== Exercise details ==
In the listing that follows, the lines starting at the one containing "box: [21, 39, 38, 54]" and ending at the one containing "45L39 43L24 50L23" are to be returned exactly, both boundary lines included, and no others.

== The input ==
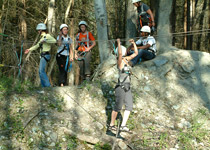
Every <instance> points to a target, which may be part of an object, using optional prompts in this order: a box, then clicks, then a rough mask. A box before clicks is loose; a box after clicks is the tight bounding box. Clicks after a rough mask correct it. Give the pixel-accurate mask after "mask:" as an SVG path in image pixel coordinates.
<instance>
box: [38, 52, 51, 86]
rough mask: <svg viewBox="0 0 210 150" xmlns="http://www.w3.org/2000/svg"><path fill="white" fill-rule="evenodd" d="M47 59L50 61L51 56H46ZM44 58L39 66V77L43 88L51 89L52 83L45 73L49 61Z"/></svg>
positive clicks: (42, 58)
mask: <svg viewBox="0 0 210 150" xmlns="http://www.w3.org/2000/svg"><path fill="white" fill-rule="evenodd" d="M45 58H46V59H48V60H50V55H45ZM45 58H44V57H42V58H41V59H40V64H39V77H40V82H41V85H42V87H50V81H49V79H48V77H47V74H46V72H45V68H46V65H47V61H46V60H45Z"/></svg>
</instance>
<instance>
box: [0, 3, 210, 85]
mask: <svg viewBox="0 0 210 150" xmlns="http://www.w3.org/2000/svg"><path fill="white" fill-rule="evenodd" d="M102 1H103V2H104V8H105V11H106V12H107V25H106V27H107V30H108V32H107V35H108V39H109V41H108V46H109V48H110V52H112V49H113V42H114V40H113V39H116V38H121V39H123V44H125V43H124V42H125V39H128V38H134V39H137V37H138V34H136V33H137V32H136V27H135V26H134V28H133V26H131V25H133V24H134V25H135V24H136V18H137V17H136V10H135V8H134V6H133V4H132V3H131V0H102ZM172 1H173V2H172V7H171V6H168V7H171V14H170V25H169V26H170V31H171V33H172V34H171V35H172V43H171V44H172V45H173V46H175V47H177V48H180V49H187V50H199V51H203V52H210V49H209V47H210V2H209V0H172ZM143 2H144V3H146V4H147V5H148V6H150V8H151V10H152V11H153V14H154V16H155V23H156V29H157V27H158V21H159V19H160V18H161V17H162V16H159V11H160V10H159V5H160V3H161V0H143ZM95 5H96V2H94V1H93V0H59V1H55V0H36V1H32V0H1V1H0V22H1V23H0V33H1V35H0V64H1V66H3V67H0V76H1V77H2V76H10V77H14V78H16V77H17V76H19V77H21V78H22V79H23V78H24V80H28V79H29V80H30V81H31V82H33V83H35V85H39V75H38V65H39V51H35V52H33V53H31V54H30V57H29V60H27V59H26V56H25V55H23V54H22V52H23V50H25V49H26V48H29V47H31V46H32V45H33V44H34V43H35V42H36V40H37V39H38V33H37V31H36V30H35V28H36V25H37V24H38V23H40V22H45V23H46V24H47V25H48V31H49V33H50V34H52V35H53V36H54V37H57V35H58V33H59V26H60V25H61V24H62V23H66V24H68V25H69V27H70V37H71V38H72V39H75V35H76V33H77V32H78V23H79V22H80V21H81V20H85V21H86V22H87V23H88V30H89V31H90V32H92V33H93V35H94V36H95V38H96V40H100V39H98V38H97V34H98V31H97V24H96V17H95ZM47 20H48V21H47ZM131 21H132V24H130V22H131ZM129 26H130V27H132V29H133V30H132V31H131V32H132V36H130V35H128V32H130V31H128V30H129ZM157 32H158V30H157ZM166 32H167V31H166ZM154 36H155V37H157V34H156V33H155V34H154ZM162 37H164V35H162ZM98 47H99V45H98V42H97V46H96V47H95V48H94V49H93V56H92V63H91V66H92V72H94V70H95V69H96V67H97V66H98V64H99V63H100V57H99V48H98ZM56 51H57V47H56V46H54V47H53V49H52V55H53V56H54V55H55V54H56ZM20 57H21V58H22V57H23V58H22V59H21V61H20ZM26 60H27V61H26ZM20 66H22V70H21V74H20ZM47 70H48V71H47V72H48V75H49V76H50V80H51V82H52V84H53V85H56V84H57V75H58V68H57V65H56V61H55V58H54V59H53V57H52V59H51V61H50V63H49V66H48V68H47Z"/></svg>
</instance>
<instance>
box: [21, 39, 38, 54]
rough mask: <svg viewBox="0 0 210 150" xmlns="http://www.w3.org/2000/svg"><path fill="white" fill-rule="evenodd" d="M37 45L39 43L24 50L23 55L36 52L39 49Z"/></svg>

--

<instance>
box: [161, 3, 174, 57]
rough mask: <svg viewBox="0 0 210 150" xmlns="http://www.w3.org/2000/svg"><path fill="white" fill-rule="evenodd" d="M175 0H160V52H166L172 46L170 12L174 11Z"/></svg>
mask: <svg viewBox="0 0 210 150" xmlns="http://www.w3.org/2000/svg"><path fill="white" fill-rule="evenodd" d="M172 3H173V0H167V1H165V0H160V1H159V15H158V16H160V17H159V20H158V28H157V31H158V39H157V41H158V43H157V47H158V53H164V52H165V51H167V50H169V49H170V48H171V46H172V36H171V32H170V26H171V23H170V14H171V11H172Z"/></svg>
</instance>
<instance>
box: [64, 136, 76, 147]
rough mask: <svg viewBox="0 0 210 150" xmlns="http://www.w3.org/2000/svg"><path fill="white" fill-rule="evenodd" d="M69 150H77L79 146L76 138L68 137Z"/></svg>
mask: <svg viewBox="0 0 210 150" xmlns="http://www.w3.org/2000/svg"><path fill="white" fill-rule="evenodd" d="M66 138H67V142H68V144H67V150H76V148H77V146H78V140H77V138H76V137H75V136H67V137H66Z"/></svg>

== Response for this exercise ==
box: [21, 39, 38, 54]
rough mask: <svg viewBox="0 0 210 150" xmlns="http://www.w3.org/2000/svg"><path fill="white" fill-rule="evenodd" d="M37 45L39 43L24 50L23 55L36 52L39 49Z"/></svg>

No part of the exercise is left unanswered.